DIRECTIONS FOR THIS TASK -> Rewrite the lines of the listing below, starting at the line that contains "For every instance of the small perched" and ending at the last line of the listing, with 109 added to both coordinates of every answer point.

┄┄┄┄┄┄┄┄┄┄

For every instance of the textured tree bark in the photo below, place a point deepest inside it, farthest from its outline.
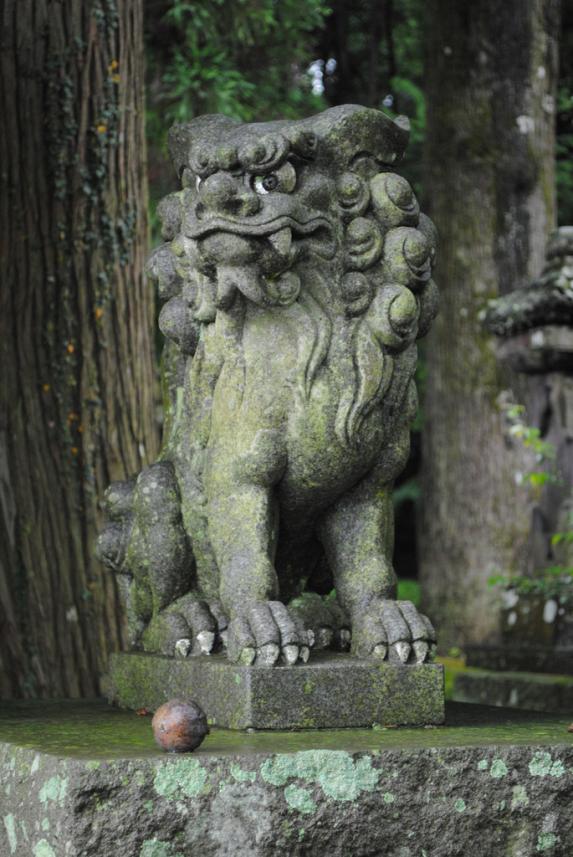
(491, 72)
(76, 321)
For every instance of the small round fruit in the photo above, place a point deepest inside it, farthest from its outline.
(179, 726)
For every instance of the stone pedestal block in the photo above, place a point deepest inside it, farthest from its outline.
(331, 691)
(533, 691)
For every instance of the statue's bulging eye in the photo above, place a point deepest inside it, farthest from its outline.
(282, 180)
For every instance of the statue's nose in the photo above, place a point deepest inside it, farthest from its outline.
(223, 193)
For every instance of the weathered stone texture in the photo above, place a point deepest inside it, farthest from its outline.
(330, 691)
(499, 785)
(296, 278)
(532, 691)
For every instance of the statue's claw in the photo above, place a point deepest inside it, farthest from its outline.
(393, 630)
(265, 634)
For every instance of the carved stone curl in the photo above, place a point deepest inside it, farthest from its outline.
(296, 278)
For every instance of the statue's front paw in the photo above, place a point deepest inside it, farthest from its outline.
(265, 632)
(393, 630)
(189, 626)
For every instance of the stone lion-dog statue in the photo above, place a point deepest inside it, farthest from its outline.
(296, 279)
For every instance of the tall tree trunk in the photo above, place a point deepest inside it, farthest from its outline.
(490, 74)
(76, 321)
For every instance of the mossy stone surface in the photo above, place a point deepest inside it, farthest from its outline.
(330, 691)
(85, 779)
(534, 691)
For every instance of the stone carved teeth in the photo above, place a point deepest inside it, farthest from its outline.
(380, 651)
(282, 241)
(403, 650)
(268, 655)
(290, 654)
(421, 650)
(182, 647)
(247, 656)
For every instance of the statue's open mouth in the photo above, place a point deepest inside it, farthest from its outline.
(287, 236)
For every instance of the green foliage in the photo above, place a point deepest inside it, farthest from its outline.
(246, 59)
(555, 581)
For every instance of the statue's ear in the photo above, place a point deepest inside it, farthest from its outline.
(352, 131)
(206, 131)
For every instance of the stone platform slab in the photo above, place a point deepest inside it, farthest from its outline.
(330, 691)
(85, 780)
(526, 658)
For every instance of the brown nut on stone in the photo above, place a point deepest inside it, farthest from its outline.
(179, 726)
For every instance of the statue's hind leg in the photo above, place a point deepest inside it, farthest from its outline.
(358, 536)
(243, 523)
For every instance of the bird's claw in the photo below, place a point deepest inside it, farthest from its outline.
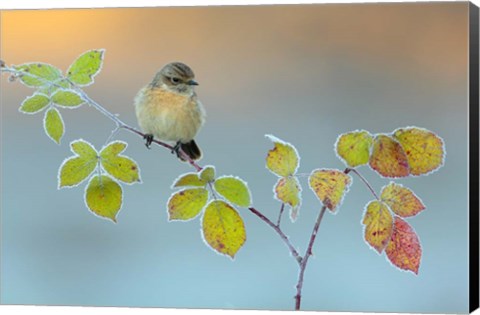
(148, 140)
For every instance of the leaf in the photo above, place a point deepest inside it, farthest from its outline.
(330, 186)
(283, 159)
(425, 150)
(404, 250)
(223, 228)
(119, 166)
(34, 103)
(76, 169)
(189, 179)
(103, 196)
(208, 174)
(378, 225)
(86, 67)
(401, 200)
(388, 157)
(288, 191)
(53, 125)
(354, 147)
(186, 204)
(234, 190)
(39, 74)
(67, 98)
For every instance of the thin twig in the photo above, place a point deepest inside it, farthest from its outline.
(279, 231)
(308, 253)
(364, 180)
(280, 214)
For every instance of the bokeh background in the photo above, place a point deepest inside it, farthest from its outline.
(304, 73)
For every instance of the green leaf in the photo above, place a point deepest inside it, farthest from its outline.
(223, 228)
(354, 147)
(378, 225)
(234, 190)
(39, 74)
(330, 186)
(86, 67)
(283, 159)
(53, 125)
(79, 167)
(103, 196)
(288, 191)
(186, 204)
(119, 166)
(189, 180)
(67, 98)
(208, 173)
(34, 103)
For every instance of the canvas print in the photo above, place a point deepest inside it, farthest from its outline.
(280, 157)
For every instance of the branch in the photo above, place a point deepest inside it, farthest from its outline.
(308, 253)
(279, 231)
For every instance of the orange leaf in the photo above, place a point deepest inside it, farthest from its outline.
(329, 186)
(401, 200)
(388, 157)
(378, 225)
(424, 149)
(404, 250)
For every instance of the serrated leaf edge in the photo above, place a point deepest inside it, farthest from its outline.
(353, 131)
(347, 187)
(102, 57)
(244, 182)
(34, 94)
(444, 156)
(277, 140)
(45, 125)
(85, 197)
(199, 212)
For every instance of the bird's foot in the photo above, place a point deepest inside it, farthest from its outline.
(148, 140)
(176, 148)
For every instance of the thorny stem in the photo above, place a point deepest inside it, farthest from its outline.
(279, 231)
(308, 253)
(348, 170)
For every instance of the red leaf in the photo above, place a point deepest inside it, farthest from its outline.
(404, 250)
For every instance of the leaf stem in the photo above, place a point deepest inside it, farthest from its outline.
(279, 231)
(308, 253)
(364, 180)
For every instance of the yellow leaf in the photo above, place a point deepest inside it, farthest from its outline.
(288, 191)
(329, 186)
(189, 179)
(234, 190)
(186, 204)
(53, 125)
(283, 159)
(404, 249)
(119, 166)
(424, 149)
(388, 157)
(103, 197)
(401, 200)
(354, 147)
(378, 225)
(207, 174)
(223, 228)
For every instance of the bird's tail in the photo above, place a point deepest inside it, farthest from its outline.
(192, 150)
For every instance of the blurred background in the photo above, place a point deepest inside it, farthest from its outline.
(304, 73)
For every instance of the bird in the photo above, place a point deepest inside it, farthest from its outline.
(168, 109)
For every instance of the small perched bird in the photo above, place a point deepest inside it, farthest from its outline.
(168, 109)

┄┄┄┄┄┄┄┄┄┄

TASK OUTPUT ->
For every instance of the small perched bird in the photo above, place a point deepest inside it, farthest from its outline.
(277, 218)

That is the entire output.